--- Records ---

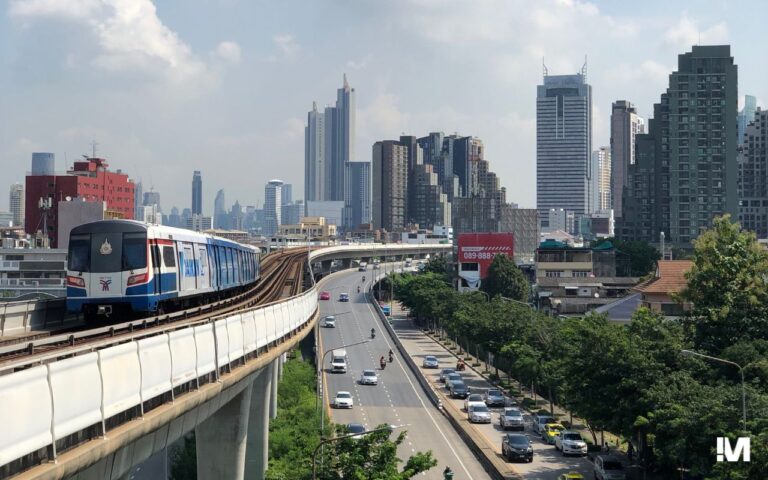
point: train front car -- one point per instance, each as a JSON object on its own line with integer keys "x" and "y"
{"x": 108, "y": 270}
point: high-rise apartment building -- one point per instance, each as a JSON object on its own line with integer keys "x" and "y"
{"x": 746, "y": 115}
{"x": 220, "y": 217}
{"x": 272, "y": 204}
{"x": 389, "y": 173}
{"x": 601, "y": 163}
{"x": 314, "y": 155}
{"x": 753, "y": 176}
{"x": 357, "y": 195}
{"x": 686, "y": 170}
{"x": 626, "y": 124}
{"x": 197, "y": 193}
{"x": 563, "y": 144}
{"x": 16, "y": 204}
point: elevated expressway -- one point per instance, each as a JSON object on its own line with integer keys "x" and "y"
{"x": 95, "y": 409}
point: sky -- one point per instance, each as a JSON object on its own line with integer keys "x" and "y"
{"x": 224, "y": 86}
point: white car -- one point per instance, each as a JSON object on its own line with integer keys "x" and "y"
{"x": 473, "y": 400}
{"x": 343, "y": 400}
{"x": 329, "y": 321}
{"x": 570, "y": 443}
{"x": 369, "y": 377}
{"x": 479, "y": 414}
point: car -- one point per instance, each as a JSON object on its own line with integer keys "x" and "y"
{"x": 571, "y": 476}
{"x": 550, "y": 432}
{"x": 473, "y": 399}
{"x": 357, "y": 428}
{"x": 479, "y": 413}
{"x": 452, "y": 377}
{"x": 609, "y": 468}
{"x": 512, "y": 418}
{"x": 430, "y": 361}
{"x": 539, "y": 421}
{"x": 445, "y": 372}
{"x": 570, "y": 443}
{"x": 495, "y": 398}
{"x": 369, "y": 377}
{"x": 343, "y": 400}
{"x": 516, "y": 446}
{"x": 459, "y": 390}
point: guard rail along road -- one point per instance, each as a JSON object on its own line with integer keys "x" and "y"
{"x": 49, "y": 404}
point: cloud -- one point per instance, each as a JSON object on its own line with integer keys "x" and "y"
{"x": 229, "y": 52}
{"x": 687, "y": 32}
{"x": 129, "y": 36}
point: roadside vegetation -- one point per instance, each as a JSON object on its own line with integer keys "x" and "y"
{"x": 632, "y": 379}
{"x": 295, "y": 433}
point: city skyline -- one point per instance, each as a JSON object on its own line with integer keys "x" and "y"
{"x": 206, "y": 87}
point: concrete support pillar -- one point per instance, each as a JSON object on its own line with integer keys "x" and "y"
{"x": 257, "y": 455}
{"x": 222, "y": 440}
{"x": 276, "y": 367}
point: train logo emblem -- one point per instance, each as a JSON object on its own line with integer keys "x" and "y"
{"x": 106, "y": 248}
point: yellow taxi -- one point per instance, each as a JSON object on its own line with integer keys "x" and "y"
{"x": 550, "y": 432}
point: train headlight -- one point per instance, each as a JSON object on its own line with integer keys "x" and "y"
{"x": 76, "y": 281}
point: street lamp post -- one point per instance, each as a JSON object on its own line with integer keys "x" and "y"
{"x": 741, "y": 371}
{"x": 341, "y": 437}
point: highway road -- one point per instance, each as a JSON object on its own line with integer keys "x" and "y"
{"x": 398, "y": 399}
{"x": 547, "y": 463}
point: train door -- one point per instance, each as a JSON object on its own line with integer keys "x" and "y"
{"x": 204, "y": 270}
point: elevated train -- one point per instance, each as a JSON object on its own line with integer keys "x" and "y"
{"x": 130, "y": 267}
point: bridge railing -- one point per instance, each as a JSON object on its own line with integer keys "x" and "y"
{"x": 45, "y": 408}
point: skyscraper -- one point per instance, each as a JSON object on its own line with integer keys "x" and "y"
{"x": 197, "y": 193}
{"x": 746, "y": 115}
{"x": 220, "y": 211}
{"x": 688, "y": 173}
{"x": 625, "y": 126}
{"x": 563, "y": 144}
{"x": 16, "y": 204}
{"x": 601, "y": 163}
{"x": 357, "y": 195}
{"x": 753, "y": 176}
{"x": 314, "y": 156}
{"x": 339, "y": 140}
{"x": 272, "y": 204}
{"x": 389, "y": 172}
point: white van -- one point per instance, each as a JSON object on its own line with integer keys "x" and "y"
{"x": 339, "y": 361}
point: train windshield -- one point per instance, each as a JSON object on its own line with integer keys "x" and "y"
{"x": 79, "y": 252}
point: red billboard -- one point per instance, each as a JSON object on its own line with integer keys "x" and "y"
{"x": 482, "y": 247}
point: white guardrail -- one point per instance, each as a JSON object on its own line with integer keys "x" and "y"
{"x": 45, "y": 403}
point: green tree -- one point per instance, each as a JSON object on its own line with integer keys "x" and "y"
{"x": 372, "y": 457}
{"x": 505, "y": 278}
{"x": 727, "y": 286}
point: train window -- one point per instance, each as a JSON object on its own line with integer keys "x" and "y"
{"x": 107, "y": 252}
{"x": 134, "y": 251}
{"x": 79, "y": 252}
{"x": 169, "y": 259}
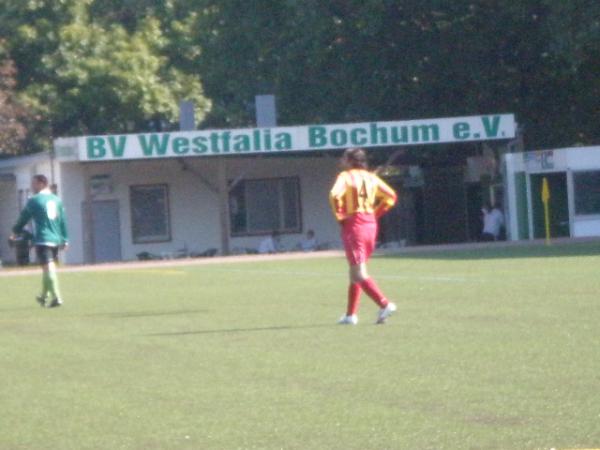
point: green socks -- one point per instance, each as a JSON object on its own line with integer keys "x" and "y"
{"x": 50, "y": 285}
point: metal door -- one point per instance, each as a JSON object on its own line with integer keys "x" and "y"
{"x": 106, "y": 229}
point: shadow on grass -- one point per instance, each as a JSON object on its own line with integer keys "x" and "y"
{"x": 503, "y": 251}
{"x": 134, "y": 314}
{"x": 241, "y": 330}
{"x": 21, "y": 308}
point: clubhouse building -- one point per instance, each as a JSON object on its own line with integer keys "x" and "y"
{"x": 193, "y": 193}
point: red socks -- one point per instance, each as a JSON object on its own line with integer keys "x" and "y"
{"x": 353, "y": 298}
{"x": 373, "y": 291}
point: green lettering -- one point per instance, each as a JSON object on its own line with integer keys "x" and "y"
{"x": 317, "y": 137}
{"x": 241, "y": 143}
{"x": 257, "y": 141}
{"x": 199, "y": 145}
{"x": 379, "y": 135}
{"x": 225, "y": 137}
{"x": 339, "y": 138}
{"x": 491, "y": 129}
{"x": 214, "y": 143}
{"x": 267, "y": 138}
{"x": 400, "y": 135}
{"x": 461, "y": 130}
{"x": 117, "y": 145}
{"x": 355, "y": 139}
{"x": 181, "y": 146}
{"x": 95, "y": 148}
{"x": 154, "y": 143}
{"x": 425, "y": 133}
{"x": 283, "y": 141}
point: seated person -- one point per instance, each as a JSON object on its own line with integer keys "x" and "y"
{"x": 309, "y": 243}
{"x": 270, "y": 244}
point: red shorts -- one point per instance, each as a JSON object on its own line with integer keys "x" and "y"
{"x": 359, "y": 233}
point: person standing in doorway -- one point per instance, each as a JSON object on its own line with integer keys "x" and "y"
{"x": 358, "y": 198}
{"x": 48, "y": 215}
{"x": 493, "y": 221}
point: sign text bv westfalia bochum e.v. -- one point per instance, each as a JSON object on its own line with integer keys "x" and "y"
{"x": 287, "y": 139}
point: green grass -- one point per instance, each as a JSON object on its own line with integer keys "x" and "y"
{"x": 498, "y": 349}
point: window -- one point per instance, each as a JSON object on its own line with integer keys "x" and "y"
{"x": 587, "y": 192}
{"x": 150, "y": 221}
{"x": 262, "y": 206}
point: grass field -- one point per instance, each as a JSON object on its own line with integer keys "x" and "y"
{"x": 493, "y": 349}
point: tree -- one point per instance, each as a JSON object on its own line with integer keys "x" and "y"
{"x": 12, "y": 115}
{"x": 85, "y": 73}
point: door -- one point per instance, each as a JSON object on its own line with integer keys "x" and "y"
{"x": 444, "y": 206}
{"x": 475, "y": 201}
{"x": 558, "y": 205}
{"x": 106, "y": 229}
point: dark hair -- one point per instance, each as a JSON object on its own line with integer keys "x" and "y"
{"x": 356, "y": 158}
{"x": 41, "y": 179}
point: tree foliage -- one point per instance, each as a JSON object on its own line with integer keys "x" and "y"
{"x": 12, "y": 115}
{"x": 97, "y": 66}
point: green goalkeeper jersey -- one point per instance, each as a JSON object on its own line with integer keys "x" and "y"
{"x": 48, "y": 215}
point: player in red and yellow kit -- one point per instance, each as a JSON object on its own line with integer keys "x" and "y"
{"x": 359, "y": 198}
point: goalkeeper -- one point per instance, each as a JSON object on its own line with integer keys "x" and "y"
{"x": 47, "y": 213}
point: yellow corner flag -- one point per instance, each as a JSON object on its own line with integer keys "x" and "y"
{"x": 546, "y": 202}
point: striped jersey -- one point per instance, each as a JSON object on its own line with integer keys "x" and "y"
{"x": 360, "y": 191}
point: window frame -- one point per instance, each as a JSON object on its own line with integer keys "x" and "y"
{"x": 169, "y": 236}
{"x": 297, "y": 230}
{"x": 576, "y": 213}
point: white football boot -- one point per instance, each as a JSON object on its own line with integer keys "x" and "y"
{"x": 348, "y": 320}
{"x": 386, "y": 312}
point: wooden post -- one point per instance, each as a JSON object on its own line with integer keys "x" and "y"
{"x": 223, "y": 204}
{"x": 89, "y": 255}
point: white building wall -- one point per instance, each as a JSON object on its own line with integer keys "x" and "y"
{"x": 568, "y": 160}
{"x": 8, "y": 216}
{"x": 194, "y": 208}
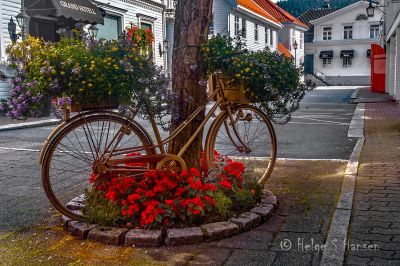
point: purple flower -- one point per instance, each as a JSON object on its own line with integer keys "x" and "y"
{"x": 76, "y": 70}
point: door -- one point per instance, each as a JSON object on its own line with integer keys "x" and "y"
{"x": 309, "y": 64}
{"x": 378, "y": 68}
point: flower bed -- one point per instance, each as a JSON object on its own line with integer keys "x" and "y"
{"x": 165, "y": 199}
{"x": 81, "y": 70}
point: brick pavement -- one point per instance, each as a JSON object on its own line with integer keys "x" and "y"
{"x": 376, "y": 211}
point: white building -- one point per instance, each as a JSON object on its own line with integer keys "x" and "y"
{"x": 119, "y": 15}
{"x": 342, "y": 43}
{"x": 392, "y": 43}
{"x": 258, "y": 28}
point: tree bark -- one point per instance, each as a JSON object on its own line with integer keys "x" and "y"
{"x": 192, "y": 20}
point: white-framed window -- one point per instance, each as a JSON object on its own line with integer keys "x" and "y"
{"x": 256, "y": 32}
{"x": 326, "y": 62}
{"x": 301, "y": 40}
{"x": 327, "y": 33}
{"x": 293, "y": 36}
{"x": 211, "y": 27}
{"x": 374, "y": 31}
{"x": 271, "y": 38}
{"x": 237, "y": 26}
{"x": 347, "y": 61}
{"x": 244, "y": 28}
{"x": 147, "y": 25}
{"x": 348, "y": 32}
{"x": 111, "y": 29}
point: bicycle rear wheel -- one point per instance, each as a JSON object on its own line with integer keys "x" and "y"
{"x": 250, "y": 138}
{"x": 73, "y": 152}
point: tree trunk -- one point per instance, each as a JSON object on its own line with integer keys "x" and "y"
{"x": 192, "y": 19}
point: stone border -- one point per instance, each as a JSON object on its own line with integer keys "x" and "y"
{"x": 171, "y": 237}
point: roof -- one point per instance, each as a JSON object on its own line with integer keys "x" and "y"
{"x": 251, "y": 5}
{"x": 314, "y": 14}
{"x": 278, "y": 13}
{"x": 284, "y": 51}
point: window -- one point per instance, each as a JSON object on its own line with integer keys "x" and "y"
{"x": 327, "y": 33}
{"x": 348, "y": 32}
{"x": 301, "y": 40}
{"x": 256, "y": 32}
{"x": 211, "y": 27}
{"x": 111, "y": 29}
{"x": 271, "y": 39}
{"x": 237, "y": 29}
{"x": 293, "y": 36}
{"x": 347, "y": 61}
{"x": 244, "y": 28}
{"x": 148, "y": 26}
{"x": 326, "y": 62}
{"x": 374, "y": 32}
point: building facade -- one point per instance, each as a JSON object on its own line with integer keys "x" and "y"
{"x": 246, "y": 18}
{"x": 342, "y": 39}
{"x": 392, "y": 44}
{"x": 119, "y": 14}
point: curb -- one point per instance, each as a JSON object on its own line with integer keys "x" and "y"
{"x": 355, "y": 93}
{"x": 49, "y": 122}
{"x": 335, "y": 246}
{"x": 258, "y": 215}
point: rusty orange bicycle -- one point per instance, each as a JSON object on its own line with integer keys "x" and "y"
{"x": 98, "y": 142}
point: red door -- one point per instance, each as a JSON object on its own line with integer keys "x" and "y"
{"x": 378, "y": 68}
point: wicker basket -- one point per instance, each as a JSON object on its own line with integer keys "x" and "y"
{"x": 234, "y": 93}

--- Problem statement ---
Set down, word for word, every line from the line that holds "point: bicycle rear" to the end of the entries above, including both ends.

--- Full response ---
point: bicycle rear wheel -- one point per instance, each as a JSON object on its own line with integer keys "x" and "y"
{"x": 250, "y": 138}
{"x": 73, "y": 152}
point: tree trunk -- one point per instance, each as a JSON object on its own line with integer keys "x" and "y"
{"x": 192, "y": 19}
point: stone border -- one point per instance, each as a JSON object on its own line with integer keys "x" and "y"
{"x": 171, "y": 237}
point: roof -- one point per instance, each as a JSON object on its own line with integer keys "x" and "y"
{"x": 251, "y": 5}
{"x": 314, "y": 14}
{"x": 278, "y": 13}
{"x": 284, "y": 51}
point: window -- one point per instance, each as a JSON object on its own line with integer keys "x" and "y"
{"x": 327, "y": 33}
{"x": 348, "y": 32}
{"x": 301, "y": 40}
{"x": 256, "y": 32}
{"x": 211, "y": 27}
{"x": 111, "y": 29}
{"x": 271, "y": 39}
{"x": 237, "y": 29}
{"x": 293, "y": 36}
{"x": 347, "y": 61}
{"x": 244, "y": 28}
{"x": 148, "y": 26}
{"x": 326, "y": 62}
{"x": 374, "y": 32}
point: building facade -- one point per instance, each as a JSON object on its own line with integer keys "x" and "y"
{"x": 246, "y": 18}
{"x": 342, "y": 39}
{"x": 392, "y": 44}
{"x": 119, "y": 14}
point: curb -- one point per instance, each as a JSON object on its own line with integer keys "x" and "y"
{"x": 355, "y": 93}
{"x": 49, "y": 122}
{"x": 335, "y": 246}
{"x": 258, "y": 215}
point: rusty orange bicycle -- one point per instance, each as a JSON object on its own line with integer keys "x" and "y"
{"x": 98, "y": 142}
point: red door -- one point per instance, each as a JSON object on its own line with integer keys "x" and "y"
{"x": 378, "y": 68}
point: wicker basket -- one point per instance, each as a JSON object on its own line with integer keys "x" and "y"
{"x": 234, "y": 93}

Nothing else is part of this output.